• What this task involves
Lay out every line of the items below as a JSON list of strings, one string per line, omitting any blank lines.

• Records
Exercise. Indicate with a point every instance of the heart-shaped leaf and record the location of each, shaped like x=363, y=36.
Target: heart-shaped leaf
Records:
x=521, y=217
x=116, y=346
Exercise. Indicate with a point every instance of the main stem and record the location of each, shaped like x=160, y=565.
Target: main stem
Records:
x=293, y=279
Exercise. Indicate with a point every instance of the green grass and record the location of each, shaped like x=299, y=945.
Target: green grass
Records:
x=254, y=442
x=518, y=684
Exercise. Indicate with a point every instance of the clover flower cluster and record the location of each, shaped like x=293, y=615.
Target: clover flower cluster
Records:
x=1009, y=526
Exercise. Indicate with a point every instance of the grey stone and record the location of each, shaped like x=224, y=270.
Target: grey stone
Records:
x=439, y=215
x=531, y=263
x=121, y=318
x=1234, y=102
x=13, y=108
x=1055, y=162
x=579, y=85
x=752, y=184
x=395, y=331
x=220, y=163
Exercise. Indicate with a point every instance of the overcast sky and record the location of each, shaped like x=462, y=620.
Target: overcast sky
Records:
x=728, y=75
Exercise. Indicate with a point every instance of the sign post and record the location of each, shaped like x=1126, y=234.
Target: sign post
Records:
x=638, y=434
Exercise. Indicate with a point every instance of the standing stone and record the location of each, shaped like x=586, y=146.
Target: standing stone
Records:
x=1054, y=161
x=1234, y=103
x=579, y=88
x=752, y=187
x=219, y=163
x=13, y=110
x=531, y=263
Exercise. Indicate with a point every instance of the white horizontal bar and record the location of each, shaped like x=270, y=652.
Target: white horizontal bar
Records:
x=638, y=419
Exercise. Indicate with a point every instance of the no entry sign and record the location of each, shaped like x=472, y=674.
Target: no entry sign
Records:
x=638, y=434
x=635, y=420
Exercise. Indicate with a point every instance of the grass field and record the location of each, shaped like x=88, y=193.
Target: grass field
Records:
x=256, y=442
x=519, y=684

• Result of this exercise
[
  "Exercise. Indicate with a point every instance of the heart-shaped leaf and record the location of each, shaped like x=363, y=36.",
  "Target: heart-shaped leaf",
  "Records:",
  "x=521, y=217",
  "x=116, y=346",
  "Exercise. Indicate with a point every instance of the main stem and record the location of each, shaped like x=160, y=565.",
  "Target: main stem",
  "Records:",
  "x=293, y=279",
  "Exercise. Indicate with a point every instance of the green grass and record the location of each, shaped like x=299, y=945.",
  "Target: green grass",
  "Records:",
  "x=254, y=442",
  "x=518, y=684",
  "Exercise. Indicate with a point every instance of the clover flower cluster and record the location of each, shaped like x=293, y=615.",
  "Target: clover flower cluster",
  "Records:",
  "x=1009, y=526",
  "Exercise. Indicate with a point every instance of the grey stone and record the location of each, shaped like x=224, y=270.",
  "Target: grey stone",
  "Records:",
  "x=439, y=215",
  "x=531, y=263",
  "x=121, y=318",
  "x=1234, y=102",
  "x=13, y=108",
  "x=1055, y=162",
  "x=579, y=85",
  "x=752, y=184",
  "x=395, y=331",
  "x=220, y=163",
  "Exercise. Indicate with a point every instance of the overcast sky and record the location of each, shaped like x=462, y=620.",
  "Target: overcast sky",
  "Records:",
  "x=728, y=75",
  "Exercise. Indicate with a point every instance of the sign post and record the location of each, shaped like x=1126, y=234.",
  "Target: sign post",
  "Records:",
  "x=638, y=434",
  "Exercise. Indicate with a point every instance of the standing stone and record the location of each, shaped like x=586, y=146.",
  "Target: standing stone",
  "Records:",
  "x=1054, y=161",
  "x=1234, y=103",
  "x=579, y=88",
  "x=752, y=187",
  "x=219, y=163",
  "x=13, y=110",
  "x=531, y=263",
  "Exercise. Indicate with a point every instance of the white horizontal bar and record the location of each, shaped like x=270, y=652.",
  "Target: white horizontal bar",
  "Records:",
  "x=638, y=419",
  "Exercise. Indicate with a point every instance of the no entry sign and record the location of each, shaped like x=472, y=674.",
  "Target: no entry sign",
  "Records:",
  "x=638, y=434",
  "x=635, y=420",
  "Exercise. Indicate with a point every instance of the grass field and record the location of each, shaped like x=88, y=193.",
  "Target: grass field",
  "Records:",
  "x=256, y=442",
  "x=519, y=684"
]